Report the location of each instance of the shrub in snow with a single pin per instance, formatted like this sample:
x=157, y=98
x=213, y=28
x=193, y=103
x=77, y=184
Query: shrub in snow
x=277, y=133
# # # # #
> [Exercise description]: Reproduce the data above line for line, keeping every character unchanged.

> [Solved exercise]:
Report the location of each instance of the shrub in snow with a single pin per instance, formatted like this sample:
x=157, y=98
x=213, y=28
x=193, y=103
x=77, y=184
Query: shrub in snow
x=277, y=133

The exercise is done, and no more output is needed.